━━ PASSAGE ━━

Zemaitis and the others were taken alive when the bunker was filled with sleeping gas.
So far, this is a story that is broadly the same as hundreds of others in that place and time. Where it changes is at the end.
In 1953, the murderous and paranoid Joseph Stalin died and his right-hand man, Lavrenty Beria, took over the Soviet Union. Today, Beria has a reputation as the most heartless of Stalin’s henchmen, and some believe he would have continued Stalin’s style of terror had he survived. Yet his actions at this juncture hint at the opposite. Beria was looking for accommodation with nationalist forces in both Lithuania and Ukraine. There are some hints that he even intended to put the partisan leaders in positions of power and discard the old Central Committee leaders who had ruled under Stalin’s regime in Lithuania and Ukraine.
After his capture in1953, Zemaitis was interrogated in Vilnius, but not tortured. This fact was a novelty under Beria’s new rules. Then Zemaitis was flown to Moscow where he met in person with Beria for an hour.
What did they say to one another? What was supposed to happen next? We’ll never know. Beria was arrested the next day and executed before the end of the year.

━━━
━━ LISTED RECORDS ━━

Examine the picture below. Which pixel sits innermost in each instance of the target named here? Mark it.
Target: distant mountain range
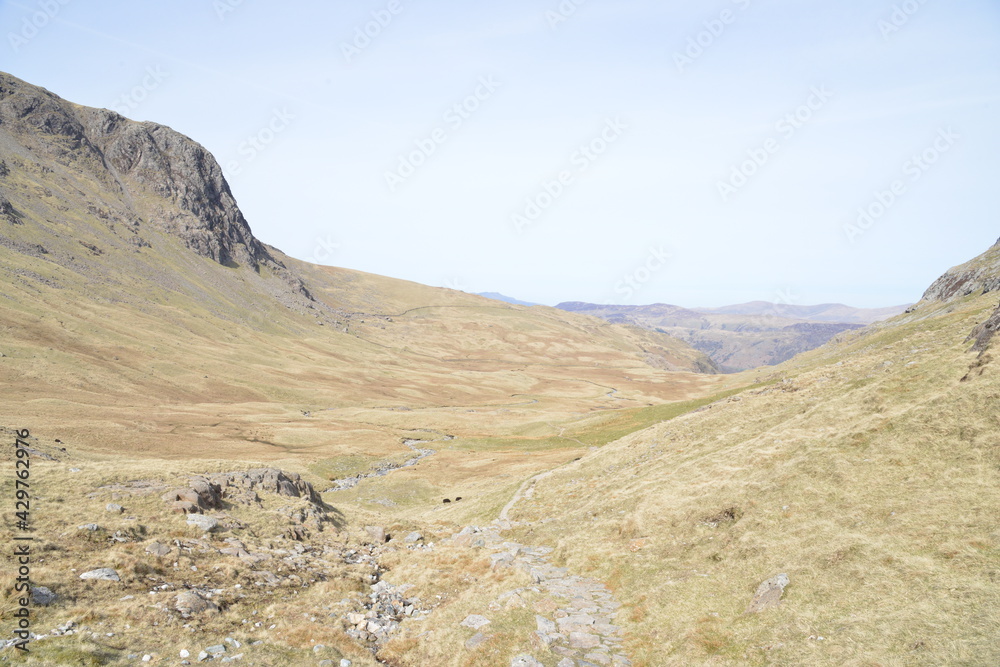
(747, 335)
(496, 296)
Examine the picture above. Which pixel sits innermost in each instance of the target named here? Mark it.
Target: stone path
(385, 468)
(580, 630)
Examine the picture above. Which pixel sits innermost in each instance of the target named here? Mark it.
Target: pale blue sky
(673, 131)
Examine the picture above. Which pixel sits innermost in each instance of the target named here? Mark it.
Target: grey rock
(475, 621)
(204, 523)
(42, 596)
(476, 640)
(376, 533)
(584, 640)
(190, 602)
(158, 549)
(545, 625)
(768, 595)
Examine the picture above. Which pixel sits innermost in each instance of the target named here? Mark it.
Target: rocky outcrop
(267, 480)
(979, 276)
(173, 181)
(983, 334)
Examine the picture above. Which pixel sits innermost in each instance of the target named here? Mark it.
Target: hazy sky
(631, 151)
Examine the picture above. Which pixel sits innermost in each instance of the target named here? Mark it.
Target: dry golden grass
(870, 476)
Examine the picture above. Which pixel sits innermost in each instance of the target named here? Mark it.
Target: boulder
(768, 595)
(376, 533)
(190, 602)
(204, 523)
(158, 550)
(42, 596)
(475, 621)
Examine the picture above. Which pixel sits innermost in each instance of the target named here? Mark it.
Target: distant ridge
(496, 296)
(743, 336)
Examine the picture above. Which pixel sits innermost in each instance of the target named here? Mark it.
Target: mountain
(506, 299)
(857, 485)
(746, 336)
(834, 313)
(131, 276)
(230, 452)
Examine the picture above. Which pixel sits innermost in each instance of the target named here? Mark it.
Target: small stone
(190, 602)
(545, 625)
(42, 596)
(204, 523)
(158, 549)
(768, 595)
(475, 621)
(376, 533)
(584, 640)
(476, 640)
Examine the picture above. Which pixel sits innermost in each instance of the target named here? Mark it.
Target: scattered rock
(476, 640)
(768, 594)
(376, 533)
(42, 596)
(204, 523)
(101, 574)
(157, 549)
(584, 640)
(190, 602)
(475, 621)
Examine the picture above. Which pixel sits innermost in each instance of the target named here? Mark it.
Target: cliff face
(167, 180)
(978, 276)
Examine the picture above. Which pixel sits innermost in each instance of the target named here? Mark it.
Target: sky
(699, 153)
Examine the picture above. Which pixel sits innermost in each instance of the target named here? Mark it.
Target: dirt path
(385, 468)
(580, 632)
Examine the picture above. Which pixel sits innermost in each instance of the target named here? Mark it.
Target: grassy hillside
(869, 474)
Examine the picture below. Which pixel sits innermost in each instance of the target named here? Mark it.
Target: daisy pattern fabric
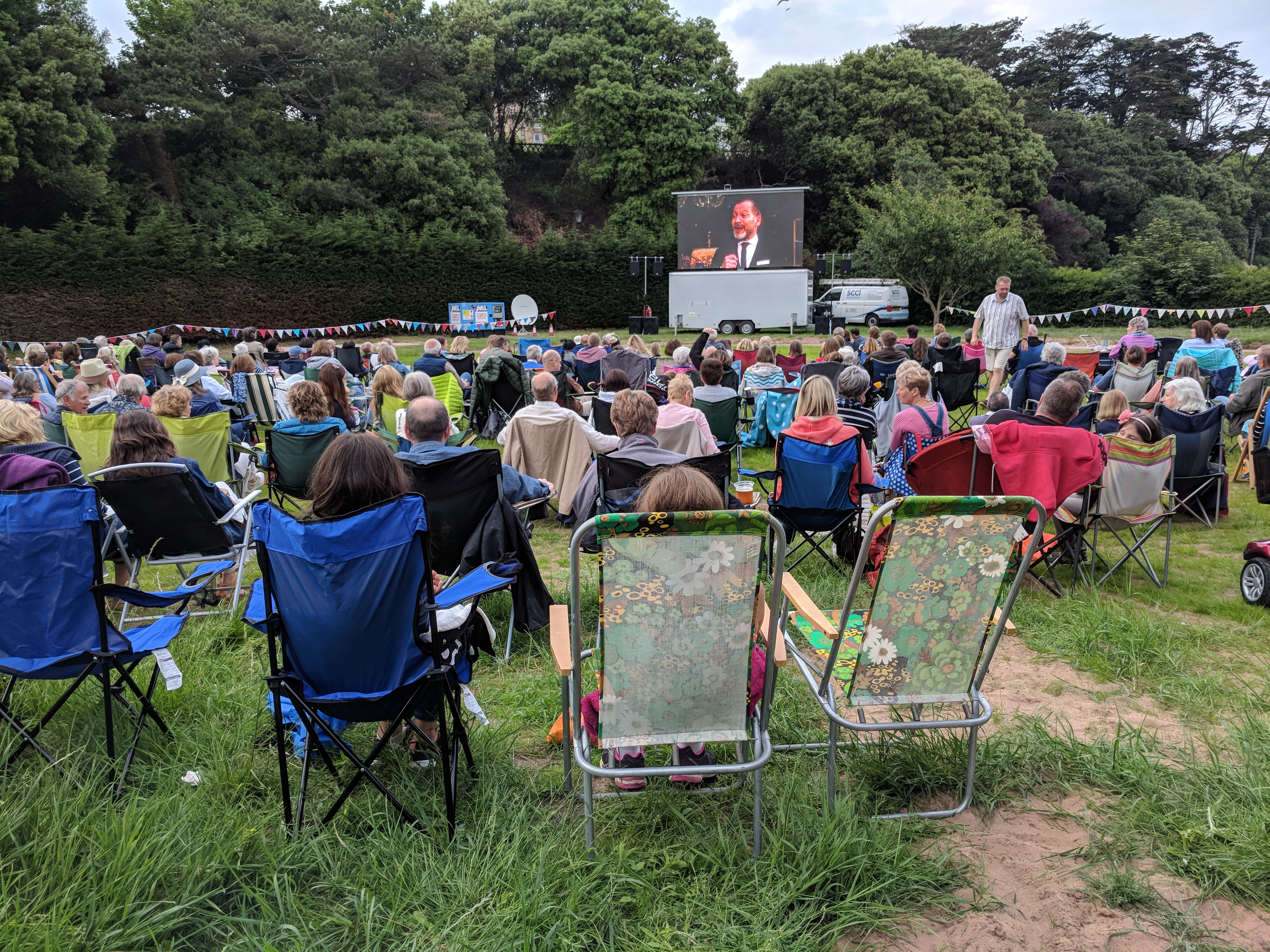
(948, 564)
(677, 605)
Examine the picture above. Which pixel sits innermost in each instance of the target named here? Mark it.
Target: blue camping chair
(1199, 466)
(345, 650)
(813, 494)
(526, 343)
(55, 622)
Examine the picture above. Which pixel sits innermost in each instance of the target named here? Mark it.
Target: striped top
(1001, 320)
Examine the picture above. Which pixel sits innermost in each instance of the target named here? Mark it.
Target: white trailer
(741, 301)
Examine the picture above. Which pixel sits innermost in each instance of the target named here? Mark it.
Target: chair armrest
(196, 583)
(806, 607)
(561, 652)
(243, 503)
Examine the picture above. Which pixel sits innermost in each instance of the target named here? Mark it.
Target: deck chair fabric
(674, 587)
(774, 412)
(1133, 503)
(205, 440)
(450, 393)
(554, 451)
(293, 457)
(956, 386)
(91, 436)
(55, 621)
(1134, 383)
(345, 652)
(931, 629)
(685, 438)
(1199, 465)
(261, 399)
(169, 521)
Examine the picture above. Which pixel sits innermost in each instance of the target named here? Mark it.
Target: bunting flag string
(1134, 311)
(284, 333)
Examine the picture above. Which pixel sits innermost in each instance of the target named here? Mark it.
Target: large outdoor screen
(739, 229)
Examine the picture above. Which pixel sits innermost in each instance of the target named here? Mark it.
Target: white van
(870, 301)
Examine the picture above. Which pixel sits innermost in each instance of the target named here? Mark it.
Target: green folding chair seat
(450, 393)
(89, 436)
(205, 440)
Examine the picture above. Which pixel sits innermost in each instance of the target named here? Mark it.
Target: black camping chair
(460, 493)
(169, 522)
(602, 414)
(957, 386)
(291, 460)
(623, 480)
(1199, 466)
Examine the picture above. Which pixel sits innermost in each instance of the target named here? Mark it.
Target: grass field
(171, 866)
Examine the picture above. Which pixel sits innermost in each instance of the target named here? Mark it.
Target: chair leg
(567, 737)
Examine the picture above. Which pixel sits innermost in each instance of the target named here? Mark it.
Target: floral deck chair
(929, 637)
(682, 614)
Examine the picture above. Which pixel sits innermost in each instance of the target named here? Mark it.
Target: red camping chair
(793, 366)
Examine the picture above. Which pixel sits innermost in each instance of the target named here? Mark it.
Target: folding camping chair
(1133, 381)
(291, 459)
(206, 441)
(957, 386)
(1199, 464)
(56, 626)
(814, 493)
(962, 555)
(460, 492)
(261, 400)
(341, 650)
(169, 522)
(723, 417)
(450, 393)
(700, 578)
(1131, 498)
(602, 417)
(89, 436)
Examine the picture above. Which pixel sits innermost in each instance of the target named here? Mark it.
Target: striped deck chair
(930, 634)
(1134, 498)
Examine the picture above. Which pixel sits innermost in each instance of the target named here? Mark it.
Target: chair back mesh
(676, 630)
(947, 564)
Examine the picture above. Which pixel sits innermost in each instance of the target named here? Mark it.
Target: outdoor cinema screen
(739, 229)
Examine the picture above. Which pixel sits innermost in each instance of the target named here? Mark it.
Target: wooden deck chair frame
(568, 654)
(976, 709)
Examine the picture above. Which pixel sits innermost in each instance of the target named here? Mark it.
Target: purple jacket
(21, 471)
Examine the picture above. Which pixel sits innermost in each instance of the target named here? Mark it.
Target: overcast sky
(761, 32)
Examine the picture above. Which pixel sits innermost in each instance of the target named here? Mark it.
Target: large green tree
(841, 129)
(54, 143)
(947, 246)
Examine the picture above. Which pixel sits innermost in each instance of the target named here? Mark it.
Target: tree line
(262, 134)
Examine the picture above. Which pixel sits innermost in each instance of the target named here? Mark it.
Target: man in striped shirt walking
(1000, 323)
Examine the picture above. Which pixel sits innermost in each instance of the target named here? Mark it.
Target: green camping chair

━━━

GIVEN EXERCISE: Continue the passage on Zemaitis and his meeting with Beria, picking up after its last sentence.

FINAL ANSWER:
Whatever good this meant for the Soviet Union (Beria was known as a hard liner and his elimination eventually led to a thaw), it meant the opposite, a return to the old ways in Soviet Lithuania. Antanas Snieckus, the head of the Communist Party in Lithuania, was now secure in his place as he had been under Stalin. Zemaitis was returned to Lithuania by train and interrogated, again, without torture. Under interrogation, he sketched out the entire system of partisan resistance in Lithuania, which had crumbled by then. At least one historian believes he did so to ensure a record of the resistance survived in KGB archives.
In is final statement, Zemaitis insisted that he believed his resistance to be lawful and the Lithuanian Soviet regime the product of an invading force. He said he regretted nothing. Sentenced to death, he was returned to Moscow where the verdict was carried out in 1954.
In 2009, the Lithuanian government declared that he represented the lawful extension of independent Lithuania, and posthumously declared him as the fourth president of the country.